Write out the data again in full, keeping every character the same.

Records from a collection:
+ + + + +

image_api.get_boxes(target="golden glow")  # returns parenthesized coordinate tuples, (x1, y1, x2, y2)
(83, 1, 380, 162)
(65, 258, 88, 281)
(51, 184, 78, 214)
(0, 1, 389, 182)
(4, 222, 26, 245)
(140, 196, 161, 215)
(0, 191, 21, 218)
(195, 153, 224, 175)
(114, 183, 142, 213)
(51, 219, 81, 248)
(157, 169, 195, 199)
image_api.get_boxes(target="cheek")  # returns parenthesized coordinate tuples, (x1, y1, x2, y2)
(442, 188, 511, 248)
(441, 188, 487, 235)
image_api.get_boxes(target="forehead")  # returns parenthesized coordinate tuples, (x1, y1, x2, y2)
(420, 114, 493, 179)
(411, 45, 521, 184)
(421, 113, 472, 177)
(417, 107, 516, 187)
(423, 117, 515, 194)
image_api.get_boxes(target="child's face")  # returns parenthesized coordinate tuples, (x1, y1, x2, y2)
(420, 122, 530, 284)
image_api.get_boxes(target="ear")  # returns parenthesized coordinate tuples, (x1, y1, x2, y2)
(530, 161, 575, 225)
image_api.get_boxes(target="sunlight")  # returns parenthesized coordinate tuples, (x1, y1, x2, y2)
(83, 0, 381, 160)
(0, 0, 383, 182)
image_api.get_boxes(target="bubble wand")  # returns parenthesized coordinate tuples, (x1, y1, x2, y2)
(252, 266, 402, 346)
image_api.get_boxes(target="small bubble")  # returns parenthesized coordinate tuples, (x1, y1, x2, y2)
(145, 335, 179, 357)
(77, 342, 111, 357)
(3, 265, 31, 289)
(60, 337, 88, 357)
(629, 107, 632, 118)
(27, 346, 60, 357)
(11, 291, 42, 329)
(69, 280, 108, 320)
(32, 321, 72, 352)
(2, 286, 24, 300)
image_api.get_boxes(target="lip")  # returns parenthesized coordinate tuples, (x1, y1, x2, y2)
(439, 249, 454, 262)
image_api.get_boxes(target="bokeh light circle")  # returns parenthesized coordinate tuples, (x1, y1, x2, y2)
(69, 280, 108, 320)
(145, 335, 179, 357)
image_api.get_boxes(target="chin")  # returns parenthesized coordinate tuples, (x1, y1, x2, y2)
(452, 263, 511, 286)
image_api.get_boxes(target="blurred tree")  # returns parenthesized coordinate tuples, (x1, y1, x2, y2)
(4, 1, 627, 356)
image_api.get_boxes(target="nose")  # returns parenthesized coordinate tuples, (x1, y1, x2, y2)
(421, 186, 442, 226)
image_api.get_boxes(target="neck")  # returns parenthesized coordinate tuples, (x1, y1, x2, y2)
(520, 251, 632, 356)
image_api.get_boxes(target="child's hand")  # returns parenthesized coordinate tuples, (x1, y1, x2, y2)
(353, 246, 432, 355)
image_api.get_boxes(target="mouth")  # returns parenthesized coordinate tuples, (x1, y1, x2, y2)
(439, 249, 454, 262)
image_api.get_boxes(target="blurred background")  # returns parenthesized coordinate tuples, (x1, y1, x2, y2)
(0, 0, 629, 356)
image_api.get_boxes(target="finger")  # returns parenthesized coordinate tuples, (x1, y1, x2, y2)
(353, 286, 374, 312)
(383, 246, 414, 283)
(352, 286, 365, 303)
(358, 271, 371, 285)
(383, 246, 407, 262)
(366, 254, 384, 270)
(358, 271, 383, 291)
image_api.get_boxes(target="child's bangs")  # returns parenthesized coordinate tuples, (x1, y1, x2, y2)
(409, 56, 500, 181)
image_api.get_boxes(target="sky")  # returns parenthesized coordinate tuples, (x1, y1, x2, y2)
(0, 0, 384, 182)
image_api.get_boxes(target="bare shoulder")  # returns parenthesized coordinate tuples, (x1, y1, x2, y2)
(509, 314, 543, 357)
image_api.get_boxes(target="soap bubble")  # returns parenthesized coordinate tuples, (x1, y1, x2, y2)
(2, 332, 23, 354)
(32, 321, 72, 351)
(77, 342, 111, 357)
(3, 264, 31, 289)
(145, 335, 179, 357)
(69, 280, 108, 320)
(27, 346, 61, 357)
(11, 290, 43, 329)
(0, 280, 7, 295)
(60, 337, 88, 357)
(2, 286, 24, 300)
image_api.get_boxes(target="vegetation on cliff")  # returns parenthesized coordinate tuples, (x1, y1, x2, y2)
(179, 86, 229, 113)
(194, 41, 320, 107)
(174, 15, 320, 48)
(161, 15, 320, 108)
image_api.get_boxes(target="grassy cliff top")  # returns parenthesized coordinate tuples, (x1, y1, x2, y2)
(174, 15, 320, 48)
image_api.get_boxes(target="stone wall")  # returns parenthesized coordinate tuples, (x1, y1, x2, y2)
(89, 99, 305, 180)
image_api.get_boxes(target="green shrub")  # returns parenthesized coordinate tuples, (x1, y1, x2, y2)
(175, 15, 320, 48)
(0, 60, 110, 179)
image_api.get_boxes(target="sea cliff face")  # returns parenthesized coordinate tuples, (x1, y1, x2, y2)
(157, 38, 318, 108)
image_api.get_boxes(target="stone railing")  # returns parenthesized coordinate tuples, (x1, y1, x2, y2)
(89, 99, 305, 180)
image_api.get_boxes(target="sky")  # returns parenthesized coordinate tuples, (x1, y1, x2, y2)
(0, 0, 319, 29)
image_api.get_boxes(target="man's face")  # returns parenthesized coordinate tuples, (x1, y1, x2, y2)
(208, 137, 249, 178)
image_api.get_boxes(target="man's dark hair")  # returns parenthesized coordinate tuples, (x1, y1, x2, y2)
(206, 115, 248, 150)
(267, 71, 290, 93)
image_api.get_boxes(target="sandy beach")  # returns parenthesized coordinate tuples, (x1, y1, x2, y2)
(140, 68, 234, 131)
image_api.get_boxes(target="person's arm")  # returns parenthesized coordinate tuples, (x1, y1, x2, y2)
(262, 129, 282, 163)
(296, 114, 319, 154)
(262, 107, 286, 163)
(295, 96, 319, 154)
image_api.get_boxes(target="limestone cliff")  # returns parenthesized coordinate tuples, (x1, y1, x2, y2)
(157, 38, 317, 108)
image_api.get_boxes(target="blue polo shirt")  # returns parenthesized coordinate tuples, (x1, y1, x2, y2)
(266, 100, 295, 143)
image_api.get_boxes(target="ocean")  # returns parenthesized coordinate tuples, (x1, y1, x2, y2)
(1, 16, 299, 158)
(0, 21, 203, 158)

+ + + + +

Answer to this task:
image_api.get_boxes(target="golden glow")  # returns parenthesized coordinate tuples, (x1, y1, x2, y2)
(83, 1, 380, 162)
(65, 258, 88, 281)
(51, 184, 78, 214)
(0, 1, 389, 182)
(4, 222, 26, 245)
(140, 196, 161, 215)
(0, 191, 21, 218)
(195, 153, 224, 175)
(114, 183, 142, 213)
(51, 219, 81, 248)
(157, 169, 195, 199)
image_api.get_boxes(target="cheek")  # returns parenthesized coordinate tuples, (x1, y1, x2, y2)
(442, 188, 511, 248)
(441, 188, 487, 235)
image_api.get_boxes(target="forehead")  # returns parenthesized coordinate tuples, (x1, y1, x2, y2)
(420, 114, 493, 179)
(411, 45, 521, 184)
(421, 113, 472, 177)
(417, 107, 516, 187)
(423, 117, 515, 194)
image_api.get_boxes(target="child's face")  # returns parenthesized coordinate tuples, (x1, y1, x2, y2)
(420, 122, 530, 284)
image_api.get_boxes(target="ear")  # returns parenthesized coordinate tuples, (x1, y1, x2, y2)
(530, 161, 575, 225)
image_api.get_boxes(target="sunlight")  # returns parenthesized coordinate tuples, (x1, y1, x2, y2)
(83, 0, 381, 160)
(0, 0, 383, 182)
image_api.get_boxes(target="bubble wand")  # returns parenthesized coordinate tuples, (x1, y1, x2, y2)
(252, 266, 402, 346)
image_api.get_boxes(target="small bubble")  # returns parenthesized coordinate tuples, (x1, y1, x2, y2)
(145, 335, 179, 357)
(77, 342, 111, 357)
(3, 265, 31, 289)
(60, 337, 88, 357)
(629, 107, 632, 118)
(27, 346, 60, 357)
(11, 291, 42, 329)
(69, 280, 108, 320)
(32, 321, 72, 352)
(2, 286, 24, 300)
image_api.get_boxes(target="lip")  # returns parenthesized coordinate tuples, (x1, y1, x2, y2)
(439, 249, 454, 262)
image_api.get_boxes(target="bokeh light circle")  # returns parenthesized coordinate tuples, (x1, y1, x2, y2)
(69, 280, 108, 320)
(145, 335, 179, 357)
image_api.get_boxes(target="chin")  # returns parenthesized coordinate tuples, (x1, y1, x2, y2)
(452, 263, 511, 286)
image_api.get_boxes(target="blurred tree")  # returns parenthesized coordinate tuples, (x1, y1, x2, y2)
(4, 1, 627, 356)
image_api.get_boxes(target="nose")  # returns parenthesized coordinate tuples, (x1, y1, x2, y2)
(421, 186, 442, 226)
image_api.get_boxes(target="neck")  # returns parenthesized coordinate tuples, (x1, y1, x2, y2)
(520, 251, 632, 356)
image_api.get_boxes(target="child's hand")  # returns parenthesized coordinate tuples, (x1, y1, x2, y2)
(353, 246, 432, 355)
image_api.get_boxes(target="mouth")  # returns parenthesized coordinate tuples, (x1, y1, x2, y2)
(439, 249, 454, 262)
image_api.get_boxes(target="blurred background")  # returns parenthesized coordinate tuples, (x1, y1, x2, y2)
(0, 0, 629, 356)
image_api.get_boxes(target="finger")  # returns parenthesized coordinate tuples, (x1, y1, x2, y2)
(353, 286, 374, 312)
(383, 246, 414, 283)
(352, 286, 365, 303)
(358, 271, 371, 285)
(383, 246, 407, 262)
(366, 254, 384, 270)
(358, 271, 383, 291)
image_api.get_boxes(target="child's bangs")  # returns parenthesized coordinate tuples, (x1, y1, x2, y2)
(409, 56, 500, 181)
image_api.get_boxes(target="sky")  # returns parenthesized coordinate tuples, (x1, y1, x2, y2)
(0, 0, 384, 182)
image_api.get_boxes(target="bare shoulder")  # returns parenthesized coordinate tuples, (x1, y1, x2, y2)
(509, 314, 543, 357)
image_api.get_boxes(target="soap bubble")  # returns parenthesized coordinate tuples, (x1, y1, x2, y2)
(2, 332, 23, 354)
(32, 321, 72, 351)
(77, 342, 111, 357)
(3, 264, 31, 289)
(145, 335, 179, 357)
(69, 280, 108, 320)
(27, 346, 61, 357)
(11, 290, 43, 329)
(0, 280, 7, 295)
(60, 337, 88, 357)
(2, 286, 24, 300)
image_api.get_boxes(target="vegetation on cliff")  # returns parenthesized coordinate tuples, (x1, y1, x2, y2)
(179, 86, 229, 113)
(194, 41, 320, 107)
(174, 15, 320, 48)
(161, 15, 320, 108)
image_api.get_boxes(target="grassy cliff top")  # returns parenthesized coordinate tuples, (x1, y1, x2, y2)
(174, 15, 320, 48)
image_api.get_boxes(target="stone wall")  # returns parenthesized coordinate tuples, (x1, y1, x2, y2)
(89, 99, 305, 180)
image_api.get_boxes(target="green shrub")  # returns parenthesized coordinate tuples, (x1, y1, x2, y2)
(175, 15, 320, 48)
(0, 60, 110, 179)
image_api.get_boxes(target="sea cliff face")  # returns parenthesized coordinate tuples, (x1, y1, x2, y2)
(157, 38, 318, 108)
image_api.get_boxes(target="stone railing")  # returns parenthesized coordinate tuples, (x1, y1, x2, y2)
(89, 99, 305, 180)
image_api.get_boxes(target="sky")  # returns parenthesized coordinate tuples, (x1, y1, x2, y2)
(0, 0, 319, 29)
image_api.get_boxes(target="man's face")  # returns parenthesized coordinate tuples, (x1, y1, x2, y2)
(208, 137, 249, 178)
image_api.get_boxes(target="man's dark hair")  # returns parenthesized coordinate tuples, (x1, y1, x2, y2)
(206, 115, 248, 150)
(267, 71, 290, 93)
image_api.get_boxes(target="sandy beach")  # returns parenthesized coordinate tuples, (x1, y1, x2, y2)
(140, 68, 234, 131)
image_api.get_boxes(target="person's arm")  # returns parenthesized coordinate tuples, (x1, y1, x2, y2)
(262, 129, 282, 163)
(296, 114, 319, 154)
(262, 107, 286, 163)
(295, 96, 319, 154)
image_api.get_boxes(target="limestone cliff")  # returns parenthesized coordinate tuples, (x1, y1, x2, y2)
(157, 38, 317, 108)
image_api.get_boxes(target="blue polo shirt")  # returns parenthesized coordinate tuples, (x1, y1, x2, y2)
(266, 100, 295, 143)
image_api.get_boxes(target="ocean")  # returns parenthesized coordinate tuples, (x1, y1, x2, y2)
(1, 16, 299, 158)
(0, 21, 203, 158)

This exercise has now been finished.